Magna herbarum, “grande fra le erbe”. Così veniva definita la betonica, alla quale già gli egizi attribuivano virtù magiche: in epoca classica era considerata una panacea capace di guarire ben quarantasette diverse malattie, e secondo Plinio il Vecchio poteva “curare il corpo e l’anima dell’uomo”. Veniva chiamata anche “erba dei dodici dèi” (dodecatheon), per sottolineare la grande sinergia di forze che sosteneva il suo valore medicinale; per questa ragione andava raccolta rivolgendo un’invocazione ai suoi scopritori, il dio medico Esculapio e il centauro Chirone, padre della chirurgia.
══════
• [Richiesta] Riporta per intero l'estratto sulla betonica, senza cambiare nulla.
══════
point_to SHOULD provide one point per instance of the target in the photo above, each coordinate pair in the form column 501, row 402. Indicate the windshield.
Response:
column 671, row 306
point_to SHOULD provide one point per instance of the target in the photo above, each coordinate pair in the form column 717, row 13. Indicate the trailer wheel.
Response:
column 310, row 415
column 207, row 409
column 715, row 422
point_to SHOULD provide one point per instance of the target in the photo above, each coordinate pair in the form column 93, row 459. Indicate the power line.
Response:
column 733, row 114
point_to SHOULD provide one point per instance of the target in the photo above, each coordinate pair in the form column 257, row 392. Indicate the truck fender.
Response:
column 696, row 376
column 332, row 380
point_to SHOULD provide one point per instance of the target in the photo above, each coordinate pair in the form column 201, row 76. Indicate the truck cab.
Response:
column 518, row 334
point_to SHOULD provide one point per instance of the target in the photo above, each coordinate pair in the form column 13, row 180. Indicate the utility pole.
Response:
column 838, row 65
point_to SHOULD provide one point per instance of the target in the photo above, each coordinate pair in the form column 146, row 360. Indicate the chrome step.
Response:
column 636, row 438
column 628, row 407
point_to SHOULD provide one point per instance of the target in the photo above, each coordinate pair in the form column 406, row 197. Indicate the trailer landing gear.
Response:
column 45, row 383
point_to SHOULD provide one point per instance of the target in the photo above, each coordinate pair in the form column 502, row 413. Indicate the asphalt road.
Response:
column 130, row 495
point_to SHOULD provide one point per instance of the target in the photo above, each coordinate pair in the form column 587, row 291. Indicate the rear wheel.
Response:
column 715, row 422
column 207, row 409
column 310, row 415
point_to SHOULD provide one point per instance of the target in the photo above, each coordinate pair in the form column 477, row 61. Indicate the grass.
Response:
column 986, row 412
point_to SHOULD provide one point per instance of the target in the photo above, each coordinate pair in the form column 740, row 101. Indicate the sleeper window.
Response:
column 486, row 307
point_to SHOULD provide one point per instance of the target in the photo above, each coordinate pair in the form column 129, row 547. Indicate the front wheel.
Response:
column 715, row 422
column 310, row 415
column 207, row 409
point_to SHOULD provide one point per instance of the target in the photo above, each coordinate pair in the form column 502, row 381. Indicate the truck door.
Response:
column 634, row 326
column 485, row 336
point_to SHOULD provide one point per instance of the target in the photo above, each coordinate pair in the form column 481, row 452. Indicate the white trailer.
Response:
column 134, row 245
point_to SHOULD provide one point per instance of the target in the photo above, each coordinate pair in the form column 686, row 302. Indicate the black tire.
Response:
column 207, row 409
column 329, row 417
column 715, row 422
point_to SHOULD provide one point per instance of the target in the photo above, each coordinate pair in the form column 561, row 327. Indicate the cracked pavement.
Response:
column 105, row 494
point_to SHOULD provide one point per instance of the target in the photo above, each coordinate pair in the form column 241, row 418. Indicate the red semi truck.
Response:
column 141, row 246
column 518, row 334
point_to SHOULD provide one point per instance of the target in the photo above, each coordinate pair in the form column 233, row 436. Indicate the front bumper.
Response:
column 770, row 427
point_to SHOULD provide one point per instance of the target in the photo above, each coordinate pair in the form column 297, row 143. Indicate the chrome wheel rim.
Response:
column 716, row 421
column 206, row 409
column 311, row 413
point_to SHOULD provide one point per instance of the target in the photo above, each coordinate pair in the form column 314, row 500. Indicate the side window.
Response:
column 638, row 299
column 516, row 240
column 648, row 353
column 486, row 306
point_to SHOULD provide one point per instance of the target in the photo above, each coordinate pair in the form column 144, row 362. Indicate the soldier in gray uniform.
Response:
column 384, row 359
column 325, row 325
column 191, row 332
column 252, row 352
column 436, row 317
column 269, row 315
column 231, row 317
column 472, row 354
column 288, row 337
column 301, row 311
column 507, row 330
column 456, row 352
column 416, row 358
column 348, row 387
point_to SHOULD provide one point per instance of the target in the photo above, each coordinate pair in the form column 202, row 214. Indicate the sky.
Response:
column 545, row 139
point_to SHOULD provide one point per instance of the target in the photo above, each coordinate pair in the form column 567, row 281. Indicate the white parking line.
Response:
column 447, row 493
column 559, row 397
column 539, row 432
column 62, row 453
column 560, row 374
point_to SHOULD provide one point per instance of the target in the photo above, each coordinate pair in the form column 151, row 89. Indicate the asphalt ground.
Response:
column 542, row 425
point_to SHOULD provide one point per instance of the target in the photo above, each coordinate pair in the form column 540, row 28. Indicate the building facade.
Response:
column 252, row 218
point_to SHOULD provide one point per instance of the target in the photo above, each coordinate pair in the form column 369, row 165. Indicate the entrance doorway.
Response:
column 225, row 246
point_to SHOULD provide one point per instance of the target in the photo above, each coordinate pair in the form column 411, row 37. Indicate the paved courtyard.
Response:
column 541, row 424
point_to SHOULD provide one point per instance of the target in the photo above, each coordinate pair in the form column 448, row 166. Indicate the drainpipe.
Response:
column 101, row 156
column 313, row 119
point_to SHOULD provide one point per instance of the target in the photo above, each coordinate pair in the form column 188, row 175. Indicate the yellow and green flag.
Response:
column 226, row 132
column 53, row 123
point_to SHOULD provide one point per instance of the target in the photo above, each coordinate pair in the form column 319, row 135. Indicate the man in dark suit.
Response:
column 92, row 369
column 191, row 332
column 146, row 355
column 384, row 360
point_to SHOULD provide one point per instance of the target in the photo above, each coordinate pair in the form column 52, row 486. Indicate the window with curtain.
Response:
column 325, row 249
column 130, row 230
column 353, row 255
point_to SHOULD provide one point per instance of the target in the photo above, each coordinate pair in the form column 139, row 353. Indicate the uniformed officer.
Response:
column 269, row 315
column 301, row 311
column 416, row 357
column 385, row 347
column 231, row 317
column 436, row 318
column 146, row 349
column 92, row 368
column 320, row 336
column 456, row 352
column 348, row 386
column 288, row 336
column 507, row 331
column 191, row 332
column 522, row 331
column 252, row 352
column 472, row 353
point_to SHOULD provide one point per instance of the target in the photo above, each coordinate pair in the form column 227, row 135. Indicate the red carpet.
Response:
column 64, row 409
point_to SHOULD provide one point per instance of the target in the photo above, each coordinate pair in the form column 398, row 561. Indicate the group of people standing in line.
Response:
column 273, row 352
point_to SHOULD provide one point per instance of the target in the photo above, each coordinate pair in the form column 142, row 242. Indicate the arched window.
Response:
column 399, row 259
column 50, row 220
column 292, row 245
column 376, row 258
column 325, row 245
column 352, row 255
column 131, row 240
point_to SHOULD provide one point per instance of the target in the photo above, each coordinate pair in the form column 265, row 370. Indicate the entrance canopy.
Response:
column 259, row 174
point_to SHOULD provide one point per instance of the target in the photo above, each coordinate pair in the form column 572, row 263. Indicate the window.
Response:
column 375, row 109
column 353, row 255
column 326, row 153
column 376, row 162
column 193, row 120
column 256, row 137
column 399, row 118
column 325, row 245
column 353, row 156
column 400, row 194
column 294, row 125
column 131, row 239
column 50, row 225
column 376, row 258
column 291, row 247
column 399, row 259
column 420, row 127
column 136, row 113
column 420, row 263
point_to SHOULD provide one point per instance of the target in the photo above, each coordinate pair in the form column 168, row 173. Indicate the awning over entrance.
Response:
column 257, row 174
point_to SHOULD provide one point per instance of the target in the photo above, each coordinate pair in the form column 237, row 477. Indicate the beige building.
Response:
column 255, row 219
══════
• [Risposta al compito]
Magna herbarum, “grande fra le erbe”. Così veniva definita la betonica, alla quale già gli egizi attribuivano virtù magiche: in epoca classica era considerata una panacea capace di guarire ben quarantasette diverse malattie, e secondo Plinio il Vecchio poteva “curare il corpo e l’anima dell’uomo”. Veniva chiamata anche “erba dei dodici dèi” (dodecatheon), per sottolineare la grande sinergia di forze che sosteneva il suo valore medicinale; per questa ragione andava raccolta rivolgendo un’invocazione ai suoi scopritori, il dio medico Esculapio e il centauro Chirone, padre della chirurgia.